* _STATED GOAL_:
Each line below must be set down exactly; omit any image you find.
Begin DATA EXCERPTS
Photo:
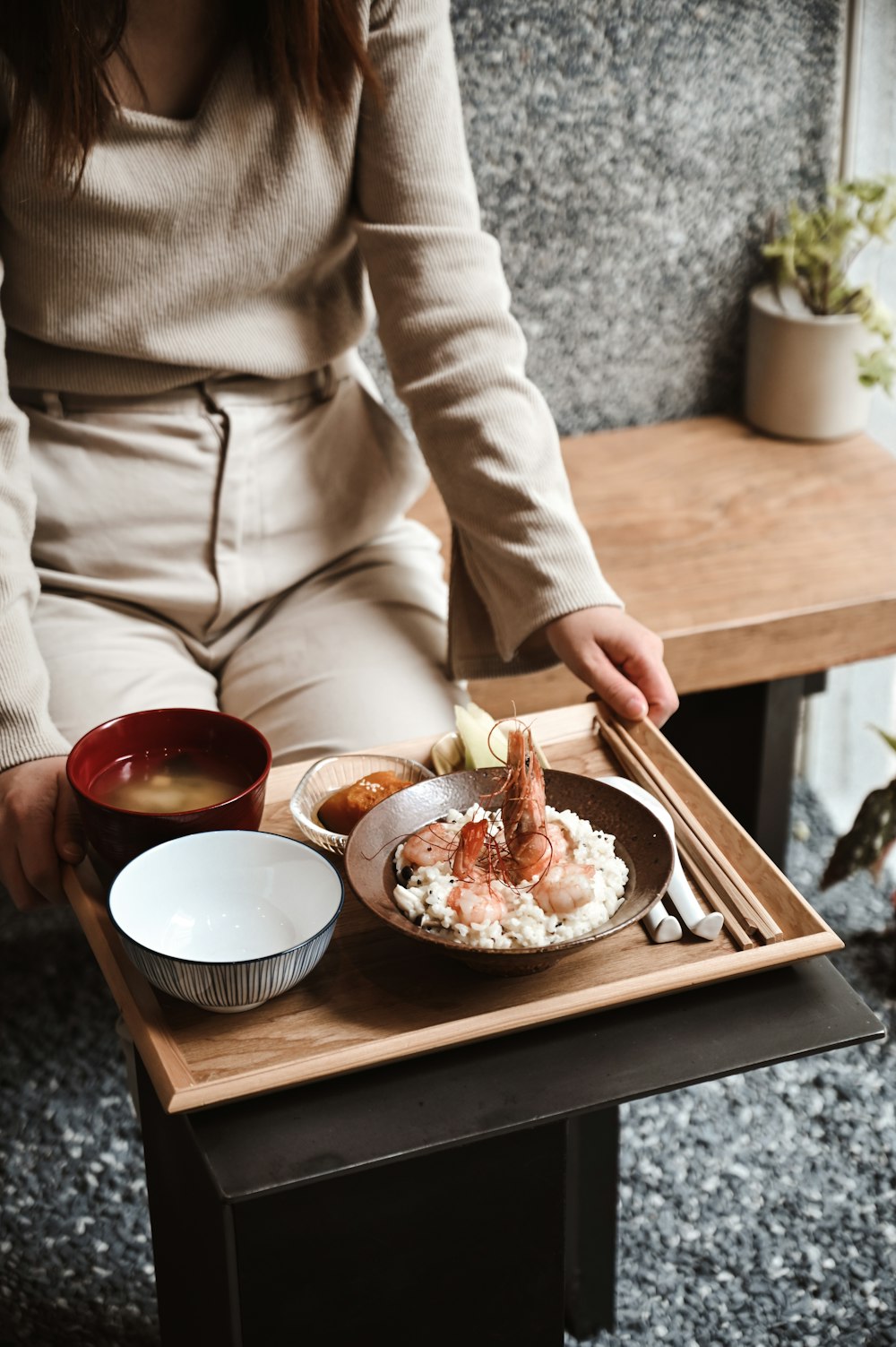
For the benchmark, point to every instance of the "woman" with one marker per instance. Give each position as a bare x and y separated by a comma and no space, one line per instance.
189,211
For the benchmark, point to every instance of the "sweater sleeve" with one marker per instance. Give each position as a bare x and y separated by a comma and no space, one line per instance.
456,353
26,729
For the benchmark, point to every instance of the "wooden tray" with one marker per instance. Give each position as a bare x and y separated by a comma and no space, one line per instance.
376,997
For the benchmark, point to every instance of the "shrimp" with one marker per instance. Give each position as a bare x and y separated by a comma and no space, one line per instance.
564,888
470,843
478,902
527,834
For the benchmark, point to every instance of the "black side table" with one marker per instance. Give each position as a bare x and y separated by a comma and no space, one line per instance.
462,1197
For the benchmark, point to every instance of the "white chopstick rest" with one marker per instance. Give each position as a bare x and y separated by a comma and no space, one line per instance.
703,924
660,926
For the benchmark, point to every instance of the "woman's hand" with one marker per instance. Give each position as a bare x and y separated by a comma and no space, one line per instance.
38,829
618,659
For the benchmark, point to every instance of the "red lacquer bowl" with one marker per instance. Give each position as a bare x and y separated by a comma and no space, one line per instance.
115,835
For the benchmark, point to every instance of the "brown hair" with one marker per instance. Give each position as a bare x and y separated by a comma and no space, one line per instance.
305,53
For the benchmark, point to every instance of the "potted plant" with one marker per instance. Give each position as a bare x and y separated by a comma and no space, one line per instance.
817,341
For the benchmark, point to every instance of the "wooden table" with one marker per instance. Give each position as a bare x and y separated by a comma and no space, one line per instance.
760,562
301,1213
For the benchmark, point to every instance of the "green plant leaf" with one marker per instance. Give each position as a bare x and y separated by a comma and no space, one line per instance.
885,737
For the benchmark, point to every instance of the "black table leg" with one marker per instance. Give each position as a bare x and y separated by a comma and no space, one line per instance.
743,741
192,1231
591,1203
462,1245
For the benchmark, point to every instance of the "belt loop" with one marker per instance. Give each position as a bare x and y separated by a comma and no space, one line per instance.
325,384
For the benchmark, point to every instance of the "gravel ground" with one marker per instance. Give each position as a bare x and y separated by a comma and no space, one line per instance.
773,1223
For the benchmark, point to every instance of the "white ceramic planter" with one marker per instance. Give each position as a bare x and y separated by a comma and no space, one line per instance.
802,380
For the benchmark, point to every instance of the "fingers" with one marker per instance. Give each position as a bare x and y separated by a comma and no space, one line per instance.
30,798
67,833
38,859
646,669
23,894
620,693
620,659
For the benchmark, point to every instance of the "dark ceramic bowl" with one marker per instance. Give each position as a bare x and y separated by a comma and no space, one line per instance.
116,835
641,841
End DATA EXCERPTS
* _FINISHED ANSWER_:
Photo:
For the benchmark, point to every instance of the "woman" with one marker per instance. Give each position as a bare x and y separated by a comma and no space, one line per instance.
189,211
For the benchmark, point to every instance of the "sweater sleeve" with one marker per instance. Give each position as a bare x and y separated by a comma and no space, one line per instance.
456,353
26,729
For the benchmark, point to every instance of the "wooden tray" with one marker per instance. Give each position as a bare x and y separated by a comma and no space, one line per instance.
376,997
For the benchmark, point to every instance of the "shrimp" with one marker per instance. Give each position as a bare x and y separated by a comma and no space, one line per instance.
564,888
470,843
478,902
527,834
For the benchmark, point to every instance of the "black side table" with one marker per instance. Give each position as a bare x and y separated by a comma and no space, one line per instance.
462,1197
For the benchmark, point to every instance of the "white chopstick rest" with one marker per instance. Give each position as a bare x and y separated by a comma and no space, one line per instance.
703,924
660,926
For the benchmark, point to every instance of the "woman's hand" with one marker per instance. Give each position as a bare x and y separated by a comma and no space, one line per instance.
38,829
618,659
For the benchmark, point to every instance of the "red lacquer bowl" with one marker per instance. Give each position as a bare x and y separated by a comma and no space, one line per instance.
115,835
For the benchmark, point to every instance of the "brown hair" with one marker per instance. Give each position as a bare x and y separated by a comma and no space, one line per instance.
305,53
For the benchmark, point to every instance of the "potted plant" with one marker per instance. Give each position as a bare x and y separated by a comma and no space, one line per instance.
817,341
For the benchmark, point to every instance of the "wooden table" with one marker per instance. Give each position as a bare x and y separated by a comma and no space, one line per instance.
760,562
301,1213
For the benchmark, point to every instance of the "green plant leaf" with one marker per instance. Give each position as a bare x and y separated by a comma and no space, one line per instance.
885,737
For the benchmark, point to every instance of the "black table leg" with one marker per instance. Give each position as a bare x and y separated by a comma and no space, one line per instance.
743,741
192,1231
591,1203
462,1245
For the benchmark, point to every instance of the "belt loop" with one marker per instance. Give each position as a bare x and y separated by a comma and no space, one line per instance.
325,384
For the benchmark, point to every instance of the "gravel ground" with one marker per instance. Give each position as a bare x and y separated by a comma and no space, one line per instance.
773,1223
For the benchmark, point to every instance of the "white ceramic planter" with one marker per instance. Give each position as a bare x and y separated by a comma and no space, one line per instance.
802,380
For the benchmark, point to every instance of the "fingers" with one marker per instance. Give each position as a bare x and y separated by a comma and no space, one line per instance.
30,798
67,833
38,859
646,669
23,894
620,693
620,659
For the benchmark, point to every instance of the "dark ceramic bowl" with one marker per instance. Give each position as a bare x and y separated by a comma and no space, one line per instance.
116,835
641,841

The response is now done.